Şöyle yazmıştı Şehirlioğlu: ‘Adamın parasını yedi’ argümanına, ‘afiyet olsun’ demenin yeri. Çünkü bu nefret dolu ‘para avcısı’ saldırısının altında ezilip gizlenen, müthiş fırsat eşitsizliğini tartışmaya açıyor. Erzurum’dan gelen Acun’la Samsun’dan gelen Şeyma’nın benzer yollardan yürüseler bile yaşayacakları aynı olur muydu? Televole stüdyolarında her türlü tacize uğrayıp sigortasız çalıştırılacak Şeyma ile altın çocuk Acun’un ‘Firarda’ parlama öyküsü denk gider miydi? (…) Dünyada kadın ve erkeklerin eşit gelir seviyesine gelmesine daha 170 sene olduğu konuşuluyor.
PARAYI NASIL HARCIYORMUŞ KİME NE?
Şeyma, muhafazakar bir toplumda ‘metres’ damgası yemeyi göze aldı. Evlenmeden çocuğunu doğurdu. Kadın düşmanlığının öznesi haline geldi. Kendince acılar yaşadı ve sonunda öyle ya da böyle ülkedeki herkese adını ezberletti.
Parayı nasıl harcıyormuş? İstediği gibi yaşayarak, oturup ağlamak yerine hayatına devam ederek, mağduru oynamayarak, dünyayı gezerek, sabahlara kadar dans ederek, yeni sevgilisiyle eğlenerek, sevdiği gibi giyinerek, kısacık şortları, bikinileri, süper mini etekleri ve file çoraplarıyla festivallerde gezerek! Kime ne?
Şeyma geleneksel bir anne olmadığı için kızı Melisa adına endişelenenlere, reel olarak sevgi, ilgi ve maddi yoksunluk çeken, yadsınamaz sorunları olan, şiddet gören yüzbinlerce başka çocuk için üzülmelerini öneririm. İçini bilemeyiz ama 6 yaşındaki Melisa hayli neşeli bir küçük insana benziyor; cin gibi gözleriyle etrafına merakla bakıyor.
Miami’de gezerken yağmur yağınca arabanın üstü açık diye korkmuş. Bunun üzerinden Şeyma’yı linç edenler; umalım da hepinizin çocuğunun en büyük travması bu olsun…
NEFRET EDİLEN ASLINDA NE?

**Görev 1**: Alıntı metinde "Şeyma, muhafazakar bir" ile "herkese adını ezberletti." arasındaki bölümü (ikisi de dahil), "muhafazakar" ifadesini "tutucu" olarak değiştirip yeniden yazın.
**Görev 2**:
Alıntı metne göre aşağıdaki soruları yanıtlayın:
(a) Dünyada kadın ve erkeklerin eşit gelir seviyesine gelmesine kaç sene olduğu konuşuluyor?
(b) Melisa kaç yaşında?
(c) Miami'de gezerken yağmur yağınca korkulmasının nedeni ne?

(Bir bölütleme veri kümesinden kayıtlar)
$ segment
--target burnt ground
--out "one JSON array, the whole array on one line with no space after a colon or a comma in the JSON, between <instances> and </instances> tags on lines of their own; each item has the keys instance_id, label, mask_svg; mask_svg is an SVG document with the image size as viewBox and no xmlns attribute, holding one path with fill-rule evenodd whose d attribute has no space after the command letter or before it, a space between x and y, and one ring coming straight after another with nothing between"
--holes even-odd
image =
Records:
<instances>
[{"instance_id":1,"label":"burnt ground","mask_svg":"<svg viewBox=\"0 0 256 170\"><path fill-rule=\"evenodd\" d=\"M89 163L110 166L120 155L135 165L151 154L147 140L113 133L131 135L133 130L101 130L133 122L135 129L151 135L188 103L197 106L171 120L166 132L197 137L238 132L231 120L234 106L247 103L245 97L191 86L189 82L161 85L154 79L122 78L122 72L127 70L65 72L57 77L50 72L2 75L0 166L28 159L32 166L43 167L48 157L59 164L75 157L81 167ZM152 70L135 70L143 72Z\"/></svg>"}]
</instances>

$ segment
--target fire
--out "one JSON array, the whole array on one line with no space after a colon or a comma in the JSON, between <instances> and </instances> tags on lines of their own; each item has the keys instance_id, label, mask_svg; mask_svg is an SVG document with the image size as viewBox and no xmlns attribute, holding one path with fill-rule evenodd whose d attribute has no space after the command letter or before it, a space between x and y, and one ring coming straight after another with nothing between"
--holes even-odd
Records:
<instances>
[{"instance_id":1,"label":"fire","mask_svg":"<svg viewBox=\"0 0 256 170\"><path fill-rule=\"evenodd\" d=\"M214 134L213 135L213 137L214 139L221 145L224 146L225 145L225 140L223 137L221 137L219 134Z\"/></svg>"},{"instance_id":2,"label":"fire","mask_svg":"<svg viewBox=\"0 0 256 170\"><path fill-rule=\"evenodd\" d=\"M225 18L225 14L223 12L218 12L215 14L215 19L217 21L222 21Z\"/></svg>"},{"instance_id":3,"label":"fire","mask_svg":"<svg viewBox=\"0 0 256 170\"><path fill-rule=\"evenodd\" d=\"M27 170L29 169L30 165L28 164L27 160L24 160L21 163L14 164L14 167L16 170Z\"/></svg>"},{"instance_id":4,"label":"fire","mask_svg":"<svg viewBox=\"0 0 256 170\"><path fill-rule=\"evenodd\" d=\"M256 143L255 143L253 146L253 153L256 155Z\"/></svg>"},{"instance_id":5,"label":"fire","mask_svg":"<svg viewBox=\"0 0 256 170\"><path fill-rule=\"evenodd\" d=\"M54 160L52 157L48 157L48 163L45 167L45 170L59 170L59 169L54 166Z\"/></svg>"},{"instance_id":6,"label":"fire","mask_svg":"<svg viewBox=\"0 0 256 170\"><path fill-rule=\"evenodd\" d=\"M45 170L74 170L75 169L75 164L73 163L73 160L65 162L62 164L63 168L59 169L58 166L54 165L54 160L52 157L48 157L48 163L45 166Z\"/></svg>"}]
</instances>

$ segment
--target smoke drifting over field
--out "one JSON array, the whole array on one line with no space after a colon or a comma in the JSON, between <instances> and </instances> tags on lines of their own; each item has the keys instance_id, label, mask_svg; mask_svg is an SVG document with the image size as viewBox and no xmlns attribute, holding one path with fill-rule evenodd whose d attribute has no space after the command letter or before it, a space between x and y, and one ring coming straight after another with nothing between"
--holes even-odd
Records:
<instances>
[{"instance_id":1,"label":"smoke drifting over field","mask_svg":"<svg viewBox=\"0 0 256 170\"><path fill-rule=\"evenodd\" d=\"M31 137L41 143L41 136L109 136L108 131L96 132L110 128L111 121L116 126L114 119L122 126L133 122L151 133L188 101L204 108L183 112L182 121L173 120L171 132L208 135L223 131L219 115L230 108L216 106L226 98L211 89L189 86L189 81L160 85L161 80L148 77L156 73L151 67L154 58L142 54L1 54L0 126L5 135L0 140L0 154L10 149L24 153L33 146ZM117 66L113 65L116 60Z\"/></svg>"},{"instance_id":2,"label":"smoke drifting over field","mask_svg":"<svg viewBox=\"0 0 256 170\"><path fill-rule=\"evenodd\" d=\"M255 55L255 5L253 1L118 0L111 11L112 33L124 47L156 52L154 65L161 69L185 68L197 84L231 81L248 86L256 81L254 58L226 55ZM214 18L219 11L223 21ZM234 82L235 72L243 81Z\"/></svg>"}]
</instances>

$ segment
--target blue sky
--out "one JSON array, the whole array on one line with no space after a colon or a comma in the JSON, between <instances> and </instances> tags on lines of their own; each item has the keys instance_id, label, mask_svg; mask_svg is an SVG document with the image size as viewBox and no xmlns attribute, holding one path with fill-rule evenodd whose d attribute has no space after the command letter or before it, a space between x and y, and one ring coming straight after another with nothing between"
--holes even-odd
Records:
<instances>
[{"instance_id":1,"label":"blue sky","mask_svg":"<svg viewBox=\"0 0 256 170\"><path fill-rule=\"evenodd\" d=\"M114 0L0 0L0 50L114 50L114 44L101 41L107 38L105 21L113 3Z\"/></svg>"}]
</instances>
* * *
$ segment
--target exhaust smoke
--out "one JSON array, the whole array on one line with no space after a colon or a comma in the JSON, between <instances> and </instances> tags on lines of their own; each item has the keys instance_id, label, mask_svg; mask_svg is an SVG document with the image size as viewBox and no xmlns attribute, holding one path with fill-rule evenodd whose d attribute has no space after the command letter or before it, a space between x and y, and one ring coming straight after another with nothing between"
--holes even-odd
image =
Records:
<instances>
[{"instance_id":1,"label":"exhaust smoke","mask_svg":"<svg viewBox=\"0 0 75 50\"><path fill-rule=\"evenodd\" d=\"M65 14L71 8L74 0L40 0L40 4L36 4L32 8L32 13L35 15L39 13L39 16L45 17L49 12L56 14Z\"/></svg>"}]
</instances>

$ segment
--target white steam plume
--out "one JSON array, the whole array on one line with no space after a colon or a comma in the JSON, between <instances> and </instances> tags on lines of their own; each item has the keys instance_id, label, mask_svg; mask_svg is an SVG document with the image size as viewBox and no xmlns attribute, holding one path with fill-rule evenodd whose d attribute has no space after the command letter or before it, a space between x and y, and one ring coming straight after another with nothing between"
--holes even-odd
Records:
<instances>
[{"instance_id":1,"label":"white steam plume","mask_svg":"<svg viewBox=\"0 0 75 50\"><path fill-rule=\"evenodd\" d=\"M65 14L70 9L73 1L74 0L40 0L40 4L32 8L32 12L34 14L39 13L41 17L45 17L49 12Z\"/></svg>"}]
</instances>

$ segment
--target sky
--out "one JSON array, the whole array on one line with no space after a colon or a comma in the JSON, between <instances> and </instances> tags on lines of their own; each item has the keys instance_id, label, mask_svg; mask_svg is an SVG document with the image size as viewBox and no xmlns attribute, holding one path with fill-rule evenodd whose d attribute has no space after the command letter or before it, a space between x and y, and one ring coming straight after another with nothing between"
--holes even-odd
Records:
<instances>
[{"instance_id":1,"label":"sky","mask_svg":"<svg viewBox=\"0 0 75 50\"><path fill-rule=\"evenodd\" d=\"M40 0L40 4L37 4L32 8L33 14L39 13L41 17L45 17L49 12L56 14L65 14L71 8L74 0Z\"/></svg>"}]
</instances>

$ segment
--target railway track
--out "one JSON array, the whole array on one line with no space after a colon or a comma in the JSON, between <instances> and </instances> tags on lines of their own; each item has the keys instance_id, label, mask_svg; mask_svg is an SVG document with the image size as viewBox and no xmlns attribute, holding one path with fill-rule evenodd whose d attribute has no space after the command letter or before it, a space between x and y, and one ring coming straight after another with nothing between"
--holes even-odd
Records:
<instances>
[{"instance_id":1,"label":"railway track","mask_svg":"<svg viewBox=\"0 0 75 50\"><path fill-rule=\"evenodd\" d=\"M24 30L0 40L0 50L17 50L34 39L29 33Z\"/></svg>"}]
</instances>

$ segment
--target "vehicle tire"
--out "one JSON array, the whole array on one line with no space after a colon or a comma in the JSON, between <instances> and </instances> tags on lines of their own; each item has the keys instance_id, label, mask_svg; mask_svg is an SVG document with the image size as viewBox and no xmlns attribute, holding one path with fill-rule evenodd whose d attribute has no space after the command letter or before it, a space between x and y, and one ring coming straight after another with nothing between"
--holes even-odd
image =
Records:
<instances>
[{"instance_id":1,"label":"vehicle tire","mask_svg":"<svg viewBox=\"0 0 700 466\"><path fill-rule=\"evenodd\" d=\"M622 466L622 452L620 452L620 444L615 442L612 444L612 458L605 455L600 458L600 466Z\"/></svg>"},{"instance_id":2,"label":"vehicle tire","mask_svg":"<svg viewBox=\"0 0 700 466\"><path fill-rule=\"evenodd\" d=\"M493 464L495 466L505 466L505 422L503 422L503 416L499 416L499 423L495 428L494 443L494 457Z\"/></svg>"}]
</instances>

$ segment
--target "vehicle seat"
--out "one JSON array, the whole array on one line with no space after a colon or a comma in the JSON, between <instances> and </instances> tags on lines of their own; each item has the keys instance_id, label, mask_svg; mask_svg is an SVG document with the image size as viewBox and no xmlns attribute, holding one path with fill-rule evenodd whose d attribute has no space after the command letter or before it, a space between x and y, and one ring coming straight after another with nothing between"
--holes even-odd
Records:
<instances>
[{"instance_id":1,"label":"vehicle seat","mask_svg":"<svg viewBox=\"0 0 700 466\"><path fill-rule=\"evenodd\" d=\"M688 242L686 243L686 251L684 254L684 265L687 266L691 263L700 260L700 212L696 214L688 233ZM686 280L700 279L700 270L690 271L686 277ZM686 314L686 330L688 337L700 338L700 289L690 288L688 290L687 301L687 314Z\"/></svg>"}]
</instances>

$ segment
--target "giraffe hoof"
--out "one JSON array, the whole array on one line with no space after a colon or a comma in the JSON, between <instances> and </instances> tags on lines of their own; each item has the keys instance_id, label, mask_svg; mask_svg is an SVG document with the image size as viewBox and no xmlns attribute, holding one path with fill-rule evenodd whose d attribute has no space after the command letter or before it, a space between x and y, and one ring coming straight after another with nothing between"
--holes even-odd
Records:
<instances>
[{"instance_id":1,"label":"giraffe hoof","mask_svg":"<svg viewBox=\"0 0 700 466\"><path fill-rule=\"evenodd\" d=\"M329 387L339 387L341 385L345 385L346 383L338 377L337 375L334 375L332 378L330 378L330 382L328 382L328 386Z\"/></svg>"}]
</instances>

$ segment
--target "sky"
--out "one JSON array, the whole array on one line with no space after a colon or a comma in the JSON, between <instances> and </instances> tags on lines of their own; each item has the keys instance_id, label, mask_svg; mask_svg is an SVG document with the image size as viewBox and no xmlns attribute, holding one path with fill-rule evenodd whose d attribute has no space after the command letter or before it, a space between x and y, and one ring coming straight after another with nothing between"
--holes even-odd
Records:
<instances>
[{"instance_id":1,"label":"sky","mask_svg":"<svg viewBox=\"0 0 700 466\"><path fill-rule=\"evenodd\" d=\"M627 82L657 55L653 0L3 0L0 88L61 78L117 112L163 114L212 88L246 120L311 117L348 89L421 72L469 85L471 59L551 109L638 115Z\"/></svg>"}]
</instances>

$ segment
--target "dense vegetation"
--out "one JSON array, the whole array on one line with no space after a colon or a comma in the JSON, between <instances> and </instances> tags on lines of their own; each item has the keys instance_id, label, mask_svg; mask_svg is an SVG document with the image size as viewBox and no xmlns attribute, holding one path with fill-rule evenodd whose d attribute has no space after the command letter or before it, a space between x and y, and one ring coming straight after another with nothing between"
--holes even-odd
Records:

**Doğru çıktı 1**:
Şeyma, tutucu bir toplumda ‘metres’ damgası yemeyi göze aldı. Evlenmeden çocuğunu doğurdu. Kadın düşmanlığının öznesi haline geldi. Kendince acılar yaşadı ve sonunda öyle ya da böyle ülkedeki herkese adını ezberletti.

**Doğru çıktı 2**:
(a) 170 sene.
(b) 6 yaşında.
(c) Arabanın üstünün açık olması.